◆ **Records for this task**:
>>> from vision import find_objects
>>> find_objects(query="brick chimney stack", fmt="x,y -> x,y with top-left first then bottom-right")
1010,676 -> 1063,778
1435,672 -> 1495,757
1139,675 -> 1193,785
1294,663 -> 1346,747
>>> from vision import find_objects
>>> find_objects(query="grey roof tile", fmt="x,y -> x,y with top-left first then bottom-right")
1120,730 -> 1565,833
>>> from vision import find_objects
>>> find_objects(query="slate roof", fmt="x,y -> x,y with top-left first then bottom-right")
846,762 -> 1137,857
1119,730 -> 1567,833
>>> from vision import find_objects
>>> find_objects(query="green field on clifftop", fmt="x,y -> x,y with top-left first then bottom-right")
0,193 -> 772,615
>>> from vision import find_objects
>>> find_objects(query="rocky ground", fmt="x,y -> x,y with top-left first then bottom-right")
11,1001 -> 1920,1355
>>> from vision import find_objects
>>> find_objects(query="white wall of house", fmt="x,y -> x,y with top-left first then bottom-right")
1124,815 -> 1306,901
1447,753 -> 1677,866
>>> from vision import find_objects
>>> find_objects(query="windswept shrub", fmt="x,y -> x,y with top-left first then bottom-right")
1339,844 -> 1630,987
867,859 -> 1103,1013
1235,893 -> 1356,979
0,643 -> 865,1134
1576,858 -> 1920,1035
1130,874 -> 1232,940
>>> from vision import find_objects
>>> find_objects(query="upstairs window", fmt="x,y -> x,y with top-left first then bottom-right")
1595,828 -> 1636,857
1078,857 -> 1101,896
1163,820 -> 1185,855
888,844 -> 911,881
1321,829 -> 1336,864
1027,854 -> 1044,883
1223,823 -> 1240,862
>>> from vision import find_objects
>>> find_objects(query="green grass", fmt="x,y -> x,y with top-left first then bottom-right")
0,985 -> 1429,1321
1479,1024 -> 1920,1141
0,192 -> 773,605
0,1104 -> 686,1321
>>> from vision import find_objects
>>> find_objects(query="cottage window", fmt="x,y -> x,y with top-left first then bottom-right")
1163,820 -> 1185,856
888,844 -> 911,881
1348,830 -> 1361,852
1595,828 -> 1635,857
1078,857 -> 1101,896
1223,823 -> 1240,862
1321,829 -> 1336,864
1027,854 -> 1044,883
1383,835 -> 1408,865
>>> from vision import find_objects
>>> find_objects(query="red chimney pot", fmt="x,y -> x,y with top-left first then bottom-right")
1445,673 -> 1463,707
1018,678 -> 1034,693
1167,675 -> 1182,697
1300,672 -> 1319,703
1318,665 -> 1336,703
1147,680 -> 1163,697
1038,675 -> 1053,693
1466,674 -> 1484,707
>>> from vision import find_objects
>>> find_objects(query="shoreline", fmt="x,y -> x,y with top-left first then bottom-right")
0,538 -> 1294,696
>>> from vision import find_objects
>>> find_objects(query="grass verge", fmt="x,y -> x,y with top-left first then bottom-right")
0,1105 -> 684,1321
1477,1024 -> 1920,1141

◆ **Directions**: Would you repeat the records above without any changes?

◆ **Written reply**:
>>> from vision import find_objects
>>> find_objects(query="brick chimney stack", fmt="x,y -> x,y with top-left first then bottom-right")
1010,676 -> 1063,778
1435,672 -> 1495,757
1139,675 -> 1193,785
1294,663 -> 1346,747
>>> from vision import find_objects
>>> find_objects(query="grey roof tile", fmt="x,y -> x,y with top-left first then bottom-right")
1120,730 -> 1565,833
>>> from vision import find_objects
>>> find_objects(query="slate roof", fmt="x,y -> x,y with top-left first then bottom-right")
846,762 -> 1137,857
1119,730 -> 1567,833
>>> from vision import find_objects
>>> find_objects(query="green field on clifftop", fmt="x,y -> x,y with top-left first then bottom-right")
0,193 -> 772,615
>>> from vision import find_objects
>>> find_objects(query="rocky ground", fmt="x,y -> x,y with top-left first then bottom-right")
11,1001 -> 1920,1355
>>> from vision import find_objects
>>> find_objects(query="white wall of house", fmt="x,y -> x,y with top-left first then bottom-right")
1124,815 -> 1306,901
1447,753 -> 1677,866
>>> from vision import find_objects
>>> find_objects(query="windswept shrub", fmt="x,y -> x,y with top-left first then bottom-right")
1339,844 -> 1630,987
867,859 -> 1103,1013
1235,893 -> 1356,979
0,643 -> 865,1134
1576,858 -> 1920,1035
1130,874 -> 1232,940
>>> from vision import find_objects
>>> find_objects(query="upstairs window", fmt="x,y -> x,y with top-left first then bottom-right")
1595,828 -> 1636,857
1078,857 -> 1101,896
1163,820 -> 1185,855
888,844 -> 911,881
1321,829 -> 1336,864
1027,854 -> 1044,883
1223,823 -> 1240,862
>>> from vision import find_objects
>>> find_objects(query="green grass", fmt="x,y -> x,y with top-left first then bottom-right")
0,985 -> 1429,1321
1479,1024 -> 1920,1141
0,192 -> 773,605
0,1104 -> 686,1321
>>> from vision import find_objects
>>> find_objects(query="cottage window", fmt="x,y -> x,y with top-left first then bottom-right")
1163,820 -> 1185,856
888,844 -> 911,881
1348,830 -> 1361,852
1595,828 -> 1635,857
1078,857 -> 1101,896
1223,823 -> 1240,862
1321,829 -> 1336,864
1027,854 -> 1044,883
1383,835 -> 1408,865
>>> from vision import find_objects
>>> find_objects(query="red chimney pot", fmt="x,y -> x,y with top-left first then bottom-right")
1445,673 -> 1463,707
1018,678 -> 1034,693
1167,675 -> 1182,697
1300,672 -> 1319,703
1318,665 -> 1336,703
1147,680 -> 1163,697
1038,675 -> 1053,693
1466,674 -> 1484,707
>>> from vision import find_objects
>>> find_objects(query="shoreline", fmt="x,y -> x,y with top-left first then bottom-right")
0,538 -> 1294,696
>>> from vision import find_objects
>>> find_objects(query="grass verge", fmt="x,y -> x,y with top-left first then bottom-right")
0,1105 -> 684,1321
1477,1024 -> 1920,1141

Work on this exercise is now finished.